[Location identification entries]
— Begin —

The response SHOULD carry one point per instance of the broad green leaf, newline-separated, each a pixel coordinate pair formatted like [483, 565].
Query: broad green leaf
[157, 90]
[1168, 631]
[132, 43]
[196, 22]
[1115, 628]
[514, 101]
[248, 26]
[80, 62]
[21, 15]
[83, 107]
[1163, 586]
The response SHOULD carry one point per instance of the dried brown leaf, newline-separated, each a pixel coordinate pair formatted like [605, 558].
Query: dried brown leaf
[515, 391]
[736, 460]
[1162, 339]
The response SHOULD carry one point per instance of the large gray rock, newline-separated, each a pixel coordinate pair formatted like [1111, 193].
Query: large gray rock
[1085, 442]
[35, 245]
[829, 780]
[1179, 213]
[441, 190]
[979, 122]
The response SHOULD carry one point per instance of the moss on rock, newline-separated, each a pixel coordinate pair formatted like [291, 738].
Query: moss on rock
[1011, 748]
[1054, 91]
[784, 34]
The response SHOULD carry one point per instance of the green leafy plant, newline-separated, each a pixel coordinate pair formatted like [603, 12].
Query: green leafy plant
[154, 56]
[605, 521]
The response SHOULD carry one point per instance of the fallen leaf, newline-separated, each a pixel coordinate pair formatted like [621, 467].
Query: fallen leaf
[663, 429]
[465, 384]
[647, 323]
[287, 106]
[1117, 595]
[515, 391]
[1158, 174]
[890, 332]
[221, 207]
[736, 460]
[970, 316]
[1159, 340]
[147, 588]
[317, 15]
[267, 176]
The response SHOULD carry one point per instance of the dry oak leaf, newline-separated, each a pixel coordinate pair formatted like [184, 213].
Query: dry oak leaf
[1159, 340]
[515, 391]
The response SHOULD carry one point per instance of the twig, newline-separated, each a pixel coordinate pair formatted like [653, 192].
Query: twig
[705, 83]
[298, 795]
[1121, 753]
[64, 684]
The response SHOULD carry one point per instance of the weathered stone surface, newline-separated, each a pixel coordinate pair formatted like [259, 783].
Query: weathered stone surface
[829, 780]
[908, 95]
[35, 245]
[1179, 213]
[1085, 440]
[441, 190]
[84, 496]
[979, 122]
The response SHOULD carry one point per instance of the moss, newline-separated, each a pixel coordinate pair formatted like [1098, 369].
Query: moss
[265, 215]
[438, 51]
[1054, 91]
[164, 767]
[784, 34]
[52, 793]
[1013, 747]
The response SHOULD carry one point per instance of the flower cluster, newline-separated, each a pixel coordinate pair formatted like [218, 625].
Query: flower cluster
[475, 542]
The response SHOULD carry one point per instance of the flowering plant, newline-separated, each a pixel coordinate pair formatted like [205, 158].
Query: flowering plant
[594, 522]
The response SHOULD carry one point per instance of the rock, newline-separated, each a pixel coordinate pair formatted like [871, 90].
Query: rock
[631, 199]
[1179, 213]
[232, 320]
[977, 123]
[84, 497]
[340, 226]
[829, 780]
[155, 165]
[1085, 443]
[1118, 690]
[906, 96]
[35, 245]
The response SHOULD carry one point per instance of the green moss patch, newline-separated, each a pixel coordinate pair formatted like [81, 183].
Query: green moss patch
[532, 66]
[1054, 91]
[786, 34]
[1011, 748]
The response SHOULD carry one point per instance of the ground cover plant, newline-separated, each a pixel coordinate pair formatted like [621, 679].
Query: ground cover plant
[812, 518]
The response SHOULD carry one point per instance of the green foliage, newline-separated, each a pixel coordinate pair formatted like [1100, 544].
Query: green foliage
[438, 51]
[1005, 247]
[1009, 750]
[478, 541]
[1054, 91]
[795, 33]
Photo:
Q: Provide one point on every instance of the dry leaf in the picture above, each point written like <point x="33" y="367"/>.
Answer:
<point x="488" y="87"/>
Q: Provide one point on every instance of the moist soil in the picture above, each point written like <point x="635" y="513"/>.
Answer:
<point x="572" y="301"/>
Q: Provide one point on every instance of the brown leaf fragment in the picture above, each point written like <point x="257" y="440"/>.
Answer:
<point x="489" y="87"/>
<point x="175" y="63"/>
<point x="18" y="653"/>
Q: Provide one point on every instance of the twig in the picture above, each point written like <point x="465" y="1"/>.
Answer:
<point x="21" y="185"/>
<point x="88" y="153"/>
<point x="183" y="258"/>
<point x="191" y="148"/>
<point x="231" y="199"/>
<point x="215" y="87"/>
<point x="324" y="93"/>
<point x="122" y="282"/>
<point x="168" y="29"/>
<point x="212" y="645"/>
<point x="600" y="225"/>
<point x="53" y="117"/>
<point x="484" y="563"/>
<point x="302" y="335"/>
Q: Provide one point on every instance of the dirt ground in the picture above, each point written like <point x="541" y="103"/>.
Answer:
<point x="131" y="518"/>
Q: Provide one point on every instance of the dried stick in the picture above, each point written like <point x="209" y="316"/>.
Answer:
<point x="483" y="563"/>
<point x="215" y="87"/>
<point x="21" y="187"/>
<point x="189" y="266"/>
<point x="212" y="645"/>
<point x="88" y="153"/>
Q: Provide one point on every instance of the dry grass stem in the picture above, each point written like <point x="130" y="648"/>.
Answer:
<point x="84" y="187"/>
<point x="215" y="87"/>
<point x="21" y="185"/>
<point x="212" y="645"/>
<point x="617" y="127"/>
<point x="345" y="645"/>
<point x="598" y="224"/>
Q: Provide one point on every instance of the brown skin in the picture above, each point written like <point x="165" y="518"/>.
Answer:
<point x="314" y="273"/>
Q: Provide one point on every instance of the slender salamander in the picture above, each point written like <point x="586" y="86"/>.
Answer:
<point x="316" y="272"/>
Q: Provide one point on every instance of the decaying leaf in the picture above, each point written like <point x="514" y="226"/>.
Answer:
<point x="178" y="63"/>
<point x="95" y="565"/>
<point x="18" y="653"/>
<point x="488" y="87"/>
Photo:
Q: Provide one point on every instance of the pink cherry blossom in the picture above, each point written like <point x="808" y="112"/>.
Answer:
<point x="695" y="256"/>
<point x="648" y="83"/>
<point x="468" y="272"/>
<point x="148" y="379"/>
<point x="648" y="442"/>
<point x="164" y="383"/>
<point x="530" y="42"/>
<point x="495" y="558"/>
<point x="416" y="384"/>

— End —

> _Problem to work on_:
Rewrite the items from the start through the line containing "[1163, 586]", both ends included, with the requests kept. Offset every number in the answer coordinates by -130, and leave the requests and their format samples unchanged.

> _Exercise answer_:
The response SHOULD carry one point per instance of the broad green leaf, newline-separated, each a pixel coordinate pair formatted like [483, 565].
Query: broad green leaf
[27, -40]
[1038, 501]
[2, -87]
[66, -108]
[985, 498]
[384, -29]
[118, -104]
[-50, -68]
[-109, -115]
[-47, -23]
[1033, 456]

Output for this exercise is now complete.